> SHORT EXERCISE
Format the listing, from its first line through the line containing "M438 209L423 209L414", as a Markdown table with the columns Row and Line. Number each row, and leave out any blank lines.

------------------------

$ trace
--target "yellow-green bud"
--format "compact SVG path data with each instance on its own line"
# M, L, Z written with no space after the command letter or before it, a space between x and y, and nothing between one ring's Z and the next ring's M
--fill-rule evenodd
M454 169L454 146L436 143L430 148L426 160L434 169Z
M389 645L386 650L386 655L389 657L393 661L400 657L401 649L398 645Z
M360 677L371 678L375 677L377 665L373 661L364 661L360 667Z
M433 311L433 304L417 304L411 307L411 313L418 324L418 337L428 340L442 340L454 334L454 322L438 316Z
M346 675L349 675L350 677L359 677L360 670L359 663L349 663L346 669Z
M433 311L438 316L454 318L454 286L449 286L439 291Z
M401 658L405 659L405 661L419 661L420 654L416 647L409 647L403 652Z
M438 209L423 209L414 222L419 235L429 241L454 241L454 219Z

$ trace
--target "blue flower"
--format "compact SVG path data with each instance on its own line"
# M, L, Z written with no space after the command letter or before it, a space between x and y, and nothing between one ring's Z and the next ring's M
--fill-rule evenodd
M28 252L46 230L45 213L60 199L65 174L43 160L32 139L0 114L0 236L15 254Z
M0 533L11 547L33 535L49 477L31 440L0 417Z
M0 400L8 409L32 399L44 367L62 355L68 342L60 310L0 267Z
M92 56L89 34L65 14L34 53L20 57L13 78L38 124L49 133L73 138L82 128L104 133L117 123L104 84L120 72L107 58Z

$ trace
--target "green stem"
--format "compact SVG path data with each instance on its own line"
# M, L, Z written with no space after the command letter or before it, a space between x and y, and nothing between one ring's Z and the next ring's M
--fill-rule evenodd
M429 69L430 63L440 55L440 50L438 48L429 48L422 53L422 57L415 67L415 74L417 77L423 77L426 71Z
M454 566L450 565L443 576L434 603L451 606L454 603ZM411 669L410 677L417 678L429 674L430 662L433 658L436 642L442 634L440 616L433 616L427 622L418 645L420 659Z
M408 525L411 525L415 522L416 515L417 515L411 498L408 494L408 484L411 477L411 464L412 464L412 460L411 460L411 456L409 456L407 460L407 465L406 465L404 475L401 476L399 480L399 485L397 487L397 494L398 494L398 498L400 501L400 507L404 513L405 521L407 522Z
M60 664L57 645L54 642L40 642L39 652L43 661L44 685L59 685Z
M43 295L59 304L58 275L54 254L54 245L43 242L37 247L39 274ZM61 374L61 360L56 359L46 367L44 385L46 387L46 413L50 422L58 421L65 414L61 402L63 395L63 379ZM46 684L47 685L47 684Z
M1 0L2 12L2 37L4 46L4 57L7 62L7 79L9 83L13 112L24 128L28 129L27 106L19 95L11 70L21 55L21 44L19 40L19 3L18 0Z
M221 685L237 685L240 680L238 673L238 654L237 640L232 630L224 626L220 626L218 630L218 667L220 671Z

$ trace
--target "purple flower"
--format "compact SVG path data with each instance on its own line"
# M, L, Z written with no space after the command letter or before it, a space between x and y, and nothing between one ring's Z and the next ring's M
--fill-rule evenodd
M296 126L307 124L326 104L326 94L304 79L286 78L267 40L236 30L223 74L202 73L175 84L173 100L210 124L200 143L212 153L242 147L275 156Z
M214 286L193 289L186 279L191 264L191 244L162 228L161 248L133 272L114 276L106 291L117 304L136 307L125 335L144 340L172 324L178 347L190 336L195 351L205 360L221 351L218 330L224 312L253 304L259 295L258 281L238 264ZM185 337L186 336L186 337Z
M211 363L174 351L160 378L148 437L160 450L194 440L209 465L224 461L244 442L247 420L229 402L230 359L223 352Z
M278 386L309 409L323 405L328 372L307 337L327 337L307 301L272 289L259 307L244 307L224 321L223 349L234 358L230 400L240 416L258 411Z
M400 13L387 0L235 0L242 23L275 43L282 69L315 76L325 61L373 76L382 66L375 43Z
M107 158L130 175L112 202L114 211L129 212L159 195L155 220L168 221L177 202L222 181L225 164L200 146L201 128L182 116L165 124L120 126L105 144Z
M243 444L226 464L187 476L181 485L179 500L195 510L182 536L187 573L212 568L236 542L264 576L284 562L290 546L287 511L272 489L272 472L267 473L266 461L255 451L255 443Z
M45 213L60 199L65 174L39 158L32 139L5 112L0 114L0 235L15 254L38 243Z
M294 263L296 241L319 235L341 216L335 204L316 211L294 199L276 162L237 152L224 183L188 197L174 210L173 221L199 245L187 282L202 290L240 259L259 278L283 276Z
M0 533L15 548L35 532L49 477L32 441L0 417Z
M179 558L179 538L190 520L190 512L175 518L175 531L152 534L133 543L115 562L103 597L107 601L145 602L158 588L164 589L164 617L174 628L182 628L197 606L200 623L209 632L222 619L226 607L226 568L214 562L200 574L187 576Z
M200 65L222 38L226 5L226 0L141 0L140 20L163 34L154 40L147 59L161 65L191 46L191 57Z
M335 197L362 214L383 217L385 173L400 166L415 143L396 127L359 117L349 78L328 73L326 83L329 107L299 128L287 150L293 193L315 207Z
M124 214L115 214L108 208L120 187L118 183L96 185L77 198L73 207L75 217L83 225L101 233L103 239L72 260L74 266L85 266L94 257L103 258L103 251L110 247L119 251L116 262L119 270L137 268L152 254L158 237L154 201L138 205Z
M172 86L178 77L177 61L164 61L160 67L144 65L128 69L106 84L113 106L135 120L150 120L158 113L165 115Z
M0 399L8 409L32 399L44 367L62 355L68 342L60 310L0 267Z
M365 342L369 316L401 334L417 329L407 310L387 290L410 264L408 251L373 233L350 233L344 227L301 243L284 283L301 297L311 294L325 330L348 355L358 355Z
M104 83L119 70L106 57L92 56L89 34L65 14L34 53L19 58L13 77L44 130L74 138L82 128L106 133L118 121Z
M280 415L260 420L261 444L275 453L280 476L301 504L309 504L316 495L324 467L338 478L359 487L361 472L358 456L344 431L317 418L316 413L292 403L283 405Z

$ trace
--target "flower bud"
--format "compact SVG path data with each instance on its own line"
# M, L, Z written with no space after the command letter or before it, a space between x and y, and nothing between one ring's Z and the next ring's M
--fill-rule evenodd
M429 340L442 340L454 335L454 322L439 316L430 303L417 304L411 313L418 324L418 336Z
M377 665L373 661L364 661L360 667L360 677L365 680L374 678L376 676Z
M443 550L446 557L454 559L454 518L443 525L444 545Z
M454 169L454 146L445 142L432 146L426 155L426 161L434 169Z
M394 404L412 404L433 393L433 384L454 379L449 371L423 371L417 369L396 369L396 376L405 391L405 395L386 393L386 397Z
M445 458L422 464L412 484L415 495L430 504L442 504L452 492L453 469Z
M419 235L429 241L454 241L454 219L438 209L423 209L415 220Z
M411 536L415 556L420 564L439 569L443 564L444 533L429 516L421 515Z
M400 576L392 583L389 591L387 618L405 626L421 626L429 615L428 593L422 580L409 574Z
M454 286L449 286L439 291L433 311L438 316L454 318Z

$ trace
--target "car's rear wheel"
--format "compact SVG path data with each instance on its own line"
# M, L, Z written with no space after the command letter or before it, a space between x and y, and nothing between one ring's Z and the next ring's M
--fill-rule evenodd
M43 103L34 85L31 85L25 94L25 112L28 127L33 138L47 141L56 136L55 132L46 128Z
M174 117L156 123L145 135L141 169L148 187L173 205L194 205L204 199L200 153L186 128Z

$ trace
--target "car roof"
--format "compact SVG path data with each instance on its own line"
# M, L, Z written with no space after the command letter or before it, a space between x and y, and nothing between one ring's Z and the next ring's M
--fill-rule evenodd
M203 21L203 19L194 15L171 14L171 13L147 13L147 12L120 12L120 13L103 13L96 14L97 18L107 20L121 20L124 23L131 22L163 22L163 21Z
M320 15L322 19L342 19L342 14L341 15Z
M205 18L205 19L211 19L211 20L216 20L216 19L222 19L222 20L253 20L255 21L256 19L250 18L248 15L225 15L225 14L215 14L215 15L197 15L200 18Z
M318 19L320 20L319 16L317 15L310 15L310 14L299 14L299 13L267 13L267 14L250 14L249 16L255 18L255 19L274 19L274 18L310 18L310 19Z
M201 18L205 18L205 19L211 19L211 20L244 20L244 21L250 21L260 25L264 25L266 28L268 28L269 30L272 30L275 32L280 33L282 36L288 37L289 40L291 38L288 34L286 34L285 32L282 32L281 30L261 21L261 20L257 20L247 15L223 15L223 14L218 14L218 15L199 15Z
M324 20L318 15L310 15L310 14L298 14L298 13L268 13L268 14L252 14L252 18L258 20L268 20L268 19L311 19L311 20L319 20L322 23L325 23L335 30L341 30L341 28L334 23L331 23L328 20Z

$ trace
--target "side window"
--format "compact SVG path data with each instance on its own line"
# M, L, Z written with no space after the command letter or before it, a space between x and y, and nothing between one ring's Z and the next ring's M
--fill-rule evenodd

------------------------

> EXERCISE RESPONSE
| Row | Line |
|---|---|
| 1 | $ trace |
| 2 | --target "yellow-green bud" |
| 3 | --format "compact SVG path data with each instance on its own line" |
| 4 | # M, L, Z written with no space after the command letter or before it, a space between x and y, and nothing between one ring's Z and the next ring's M |
| 5 | --fill-rule evenodd |
| 6 | M454 169L454 146L436 143L430 148L426 160L434 169Z |
| 7 | M389 645L386 650L386 655L389 657L393 661L400 657L401 649L398 645Z |
| 8 | M360 677L371 678L375 677L377 665L373 661L364 661L360 667Z |
| 9 | M433 311L433 304L417 304L411 307L411 313L418 324L418 337L428 340L442 340L454 334L454 322L438 316Z |
| 10 | M346 675L349 675L350 677L359 677L360 670L359 663L349 663L346 669Z |
| 11 | M433 311L438 316L454 318L454 286L449 286L439 291Z |
| 12 | M401 658L405 659L405 661L419 661L420 654L416 647L409 647L403 652Z |
| 13 | M438 209L423 209L414 222L419 235L429 241L454 241L454 219Z |